**Records for this exercise**
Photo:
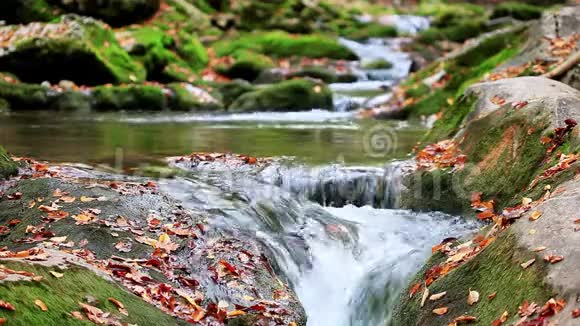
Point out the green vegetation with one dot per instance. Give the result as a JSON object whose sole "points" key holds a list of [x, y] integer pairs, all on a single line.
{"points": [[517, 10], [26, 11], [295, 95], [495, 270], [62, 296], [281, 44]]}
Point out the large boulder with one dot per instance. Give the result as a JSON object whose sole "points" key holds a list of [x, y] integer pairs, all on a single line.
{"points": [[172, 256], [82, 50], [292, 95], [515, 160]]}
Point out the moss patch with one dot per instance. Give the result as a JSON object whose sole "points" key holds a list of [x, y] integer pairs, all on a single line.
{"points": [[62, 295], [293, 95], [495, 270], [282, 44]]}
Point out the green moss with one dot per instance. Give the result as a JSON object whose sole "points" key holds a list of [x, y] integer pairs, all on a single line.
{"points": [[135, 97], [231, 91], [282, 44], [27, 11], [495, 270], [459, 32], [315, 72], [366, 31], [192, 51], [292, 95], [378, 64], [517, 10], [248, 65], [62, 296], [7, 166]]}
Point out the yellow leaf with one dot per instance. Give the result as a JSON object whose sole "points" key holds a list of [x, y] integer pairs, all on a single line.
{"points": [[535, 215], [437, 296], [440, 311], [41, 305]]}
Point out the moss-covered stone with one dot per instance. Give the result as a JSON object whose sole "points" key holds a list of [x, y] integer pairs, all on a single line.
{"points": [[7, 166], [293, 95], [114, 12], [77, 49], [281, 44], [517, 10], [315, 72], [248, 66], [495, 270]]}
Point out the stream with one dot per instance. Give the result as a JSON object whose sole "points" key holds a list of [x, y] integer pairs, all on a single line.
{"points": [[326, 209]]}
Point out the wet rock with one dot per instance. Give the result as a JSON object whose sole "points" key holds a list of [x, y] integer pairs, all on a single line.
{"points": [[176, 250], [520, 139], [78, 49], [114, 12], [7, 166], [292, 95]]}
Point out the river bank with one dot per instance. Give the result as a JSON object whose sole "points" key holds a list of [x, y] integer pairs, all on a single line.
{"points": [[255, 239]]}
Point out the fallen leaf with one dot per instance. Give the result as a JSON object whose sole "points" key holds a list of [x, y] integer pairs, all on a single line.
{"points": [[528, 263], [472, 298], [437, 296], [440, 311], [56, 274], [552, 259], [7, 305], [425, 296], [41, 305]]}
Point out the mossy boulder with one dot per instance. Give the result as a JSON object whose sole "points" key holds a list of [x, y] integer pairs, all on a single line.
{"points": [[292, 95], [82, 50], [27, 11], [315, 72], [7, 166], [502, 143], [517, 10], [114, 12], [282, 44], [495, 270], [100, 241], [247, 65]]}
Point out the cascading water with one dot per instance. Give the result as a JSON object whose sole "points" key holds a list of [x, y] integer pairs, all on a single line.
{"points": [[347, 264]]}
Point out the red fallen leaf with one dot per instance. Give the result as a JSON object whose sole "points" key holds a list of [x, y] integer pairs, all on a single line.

**Required work**
Would you reproduce the listing above exactly, without any of its images?

**Reply to the task**
Photo:
Point out the green vegetation with one dot per instance. Give the result as a JSON object whose sole "points" key holds a list of [x, y] integer pairs, all on a single line.
{"points": [[517, 10], [26, 11], [295, 95], [495, 270], [62, 296], [281, 44]]}
Point out the large boulder with one dot per instance. Give the result as a JSON object whose sole "points" key holds a list of [x, y] integer pairs, all on a single line.
{"points": [[172, 256], [82, 50], [292, 95], [515, 160]]}
Point out the moss patch with one dot per instance. Give the result as a JSON object whose sole "points" key holds a list of [x, y] integer pairs, all on a single line.
{"points": [[62, 295], [293, 95], [495, 270], [282, 44]]}
Point out the green moss with one dot per instance. Give the result as a JSON object whose sole "points" key holds a list of [x, y] integer pairs, all on a single line.
{"points": [[135, 97], [231, 91], [282, 44], [27, 11], [495, 270], [459, 32], [315, 72], [366, 31], [192, 51], [292, 95], [378, 64], [517, 10], [248, 65], [62, 296], [7, 166]]}
Point out the yellow leaf with one dot per instance. Give the result as a JSON object whose sole "points" key holds a list of [x, y] integer pairs, all on a single line.
{"points": [[535, 215], [437, 296], [440, 311], [41, 305]]}
Point out the moss-covered stone with one dot per instance. Give the result as a JSON object whose sole "points" key holds a list of [x, y] integer pairs, all on a single line.
{"points": [[7, 166], [293, 95], [114, 12], [77, 49], [281, 44], [517, 10], [315, 72], [248, 66], [495, 270]]}
Point out the stream with one dot per instance. Give the result as a JSON object whose sole "points" key holds a list of [x, y] integer pairs, all on a single line.
{"points": [[326, 209]]}
Point out the wet rock with one dot per instance. Give the result as a JSON object whose sole "points" key holds a list of [x, y] integer pairs, all on a single line.
{"points": [[176, 250], [520, 139], [78, 49], [114, 12], [7, 166], [292, 95]]}
Point out the river bank with one dot per instance. Give the result as a JSON object whose sole "points" key holds a list of [x, y] integer pairs, all on a single line.
{"points": [[255, 239]]}
Point out the fallen leaf with one dot per instance. Give the result as a JSON object whose sole "points" key holds a list of [x, y] integer pairs, all on a single line.
{"points": [[528, 263], [472, 298], [437, 296], [440, 311], [56, 274], [552, 259], [7, 305], [425, 296], [41, 305]]}
Point out the mossy boulder with one dot per instance. Give the result as a JSON object whose sole "points" key holds a list of [x, y] integer pairs, all on a single line.
{"points": [[292, 95], [82, 50], [27, 11], [315, 72], [7, 166], [502, 143], [517, 10], [114, 12], [282, 44], [495, 270], [100, 241], [247, 65]]}
Point out the cascading water with one dot per instance. Give the result as a JSON object whose sole "points" key holds a list of [x, y] integer pairs, all on a single line.
{"points": [[347, 264]]}
Point out the red fallen leaf with one dot per instance. Give the result as a JSON object whose sole "points" key holds a list of [x, y] integer pairs, all on a single line.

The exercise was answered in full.